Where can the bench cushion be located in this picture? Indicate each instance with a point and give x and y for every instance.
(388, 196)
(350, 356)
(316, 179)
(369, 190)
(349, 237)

::::

## DIRECTIONS FOR THIS TASK
Produce an exact copy of the whole listing.

## RESULT OF THE EXERCISE
Where can the bench cushion be located in this picture? Indicate each instance with a point and give x and y for every instance.
(388, 196)
(350, 356)
(316, 179)
(369, 190)
(349, 237)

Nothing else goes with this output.